--- EXERCISES TO COMPLETE ---
1 - In the Sydowia journal text, who was the founding editor of the journal?
2 - List every service that the Sydowia journal text says abstracts and indexes the journal.
3 - Repeat word for word the part of the Sydowia journal text starting with "Sydowia is a" and going on through "is Irmgard Krisai-Greilhuber.".

--- SELECTED EXTRACT ---

++++

Sydowia
- Discipline: Mycology
- Language: English
- Edited by: Irmgard Krisai-Greilhuber

Publication details
- Former name(s): Annales Mycologici
- History: 1903–present
- Publisher: Verlag Berger
- Frequency: Biannual
- Open access: Hybrid
- Impact factor: 1.410 (2021)

Standard abbreviations
- ISO 4: Sydowia

Indexing
- CODEN: SYAMAU
- ISSN: 0082-0598
- LCCN: 58034637
- OCLC no.: 1767032

Links
- Journal homepage; Early volumes;

= Sydowia (journal) =

Sydowia is a biannual peer-reviewed scientific journal covering the study of fungi, including their taxonomy, systematics, evolution, structure, development, ecology, pathology in plants, animals, and humans, and biotechnological applications. It is published by Verlag Ferdinand Berger & Söhne. Its editor in chief is Irmgard Krisai-Greilhuber.

== History ==
The journal was originally established in 1903 under the title Annales Mycologici by founding editor Hans Sydow. It was continued as Annales mycologici, series II and retitled with the prefix Sydowia in Sydow's honour following his death in 1946. Sydowia was edited by Franz Petrak from 1947 until his death in 1973. Egon Horak succeeded him until 1989. Orlando Petrini took over from 1989 to 1996 and Liliane Petrini until 2004.

Sydowia was published bimonthly from 1947 and biannually since 1992. Now published in English, earlier volumes included papers in English, French, German, Italian, Latin, and Spanish.

Volumes since 2012 are available online. Volumes 1 to 30 are freely available online.

== Abstracting and indexing ==
The journal is abstracted and indexed in:

- Scopus
- Science Citation Index Expanded
- CAB Abstracts
- Current Contents/Agriculture, Biology & Environmental Sciences

According to the Journal Citation Reports, the journal has a 2013 impact factor of 0.213.

++++

--- DATA RECORDS ---
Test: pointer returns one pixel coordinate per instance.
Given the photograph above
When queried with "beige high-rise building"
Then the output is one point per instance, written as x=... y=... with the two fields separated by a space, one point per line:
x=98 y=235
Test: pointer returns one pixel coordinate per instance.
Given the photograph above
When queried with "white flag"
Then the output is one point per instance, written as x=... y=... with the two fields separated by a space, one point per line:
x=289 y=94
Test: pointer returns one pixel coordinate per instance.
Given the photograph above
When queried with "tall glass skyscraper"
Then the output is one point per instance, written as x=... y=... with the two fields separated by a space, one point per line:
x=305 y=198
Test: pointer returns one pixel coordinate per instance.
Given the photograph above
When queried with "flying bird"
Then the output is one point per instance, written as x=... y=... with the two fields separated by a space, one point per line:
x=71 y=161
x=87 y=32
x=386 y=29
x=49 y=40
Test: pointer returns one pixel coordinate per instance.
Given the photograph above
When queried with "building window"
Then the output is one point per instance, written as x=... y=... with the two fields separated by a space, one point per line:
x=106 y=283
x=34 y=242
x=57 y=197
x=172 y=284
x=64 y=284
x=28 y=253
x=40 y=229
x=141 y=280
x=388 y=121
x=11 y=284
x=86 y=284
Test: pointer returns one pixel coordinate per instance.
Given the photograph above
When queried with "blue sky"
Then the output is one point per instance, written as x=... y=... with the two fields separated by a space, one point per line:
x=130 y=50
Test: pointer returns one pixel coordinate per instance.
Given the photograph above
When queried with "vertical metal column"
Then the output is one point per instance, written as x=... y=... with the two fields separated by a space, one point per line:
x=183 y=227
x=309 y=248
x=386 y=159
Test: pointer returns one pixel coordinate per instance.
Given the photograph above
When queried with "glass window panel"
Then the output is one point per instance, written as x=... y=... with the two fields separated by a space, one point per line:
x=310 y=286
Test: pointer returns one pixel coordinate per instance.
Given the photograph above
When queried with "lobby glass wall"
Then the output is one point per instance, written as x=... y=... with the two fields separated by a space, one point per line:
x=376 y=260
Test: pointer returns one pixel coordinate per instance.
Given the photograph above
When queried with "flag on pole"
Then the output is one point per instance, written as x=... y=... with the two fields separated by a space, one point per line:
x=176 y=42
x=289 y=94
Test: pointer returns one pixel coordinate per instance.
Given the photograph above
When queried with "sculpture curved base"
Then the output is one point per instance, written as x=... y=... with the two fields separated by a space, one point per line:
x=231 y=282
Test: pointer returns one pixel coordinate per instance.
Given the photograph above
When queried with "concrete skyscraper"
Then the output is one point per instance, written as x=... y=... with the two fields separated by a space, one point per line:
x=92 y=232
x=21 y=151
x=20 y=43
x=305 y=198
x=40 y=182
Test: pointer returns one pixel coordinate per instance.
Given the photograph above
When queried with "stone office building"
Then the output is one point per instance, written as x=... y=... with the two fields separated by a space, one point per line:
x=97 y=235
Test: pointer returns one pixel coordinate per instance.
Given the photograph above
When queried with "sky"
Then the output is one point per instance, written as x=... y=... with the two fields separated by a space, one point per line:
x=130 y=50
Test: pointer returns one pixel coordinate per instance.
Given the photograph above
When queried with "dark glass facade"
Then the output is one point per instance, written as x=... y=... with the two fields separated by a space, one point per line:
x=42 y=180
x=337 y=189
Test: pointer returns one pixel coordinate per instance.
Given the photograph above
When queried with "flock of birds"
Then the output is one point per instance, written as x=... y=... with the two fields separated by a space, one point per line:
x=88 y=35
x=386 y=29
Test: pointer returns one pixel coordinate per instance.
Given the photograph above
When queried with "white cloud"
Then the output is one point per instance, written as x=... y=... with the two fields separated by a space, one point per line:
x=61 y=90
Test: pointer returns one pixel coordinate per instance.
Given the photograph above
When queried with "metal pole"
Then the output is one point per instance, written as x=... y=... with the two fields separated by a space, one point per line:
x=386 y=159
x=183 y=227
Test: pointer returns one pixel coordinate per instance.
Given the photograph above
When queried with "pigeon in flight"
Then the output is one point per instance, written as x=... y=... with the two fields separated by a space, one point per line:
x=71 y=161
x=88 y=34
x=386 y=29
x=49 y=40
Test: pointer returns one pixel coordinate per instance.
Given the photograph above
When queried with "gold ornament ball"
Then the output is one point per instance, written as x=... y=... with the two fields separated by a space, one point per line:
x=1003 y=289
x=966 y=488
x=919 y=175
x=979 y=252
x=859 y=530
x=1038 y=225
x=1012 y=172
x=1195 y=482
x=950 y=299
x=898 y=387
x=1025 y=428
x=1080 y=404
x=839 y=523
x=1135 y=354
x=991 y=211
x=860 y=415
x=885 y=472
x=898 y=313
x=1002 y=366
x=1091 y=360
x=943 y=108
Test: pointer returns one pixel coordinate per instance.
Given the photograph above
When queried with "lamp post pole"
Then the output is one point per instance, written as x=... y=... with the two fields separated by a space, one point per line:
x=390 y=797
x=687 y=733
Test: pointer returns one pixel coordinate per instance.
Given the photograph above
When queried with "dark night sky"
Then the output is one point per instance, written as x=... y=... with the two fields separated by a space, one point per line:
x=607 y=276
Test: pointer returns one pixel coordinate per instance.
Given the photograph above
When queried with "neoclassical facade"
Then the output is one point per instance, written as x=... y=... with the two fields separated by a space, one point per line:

++++

--- RESULTS ---
1 - Hans Sydow

2 - Scopus; Science Citation Index Expanded; CAB Abstracts; Current Contents/Agriculture, Biology & Environmental Sciences

3 -
Sydowia is a biannual peer-reviewed scientific journal covering the study of fungi, including their taxonomy, systematics, evolution, structure, development, ecology, pathology in plants, animals, and humans, and biotechnological applications. It is published by Verlag Ferdinand Berger & Söhne. Its editor in chief is Irmgard Krisai-Greilhuber.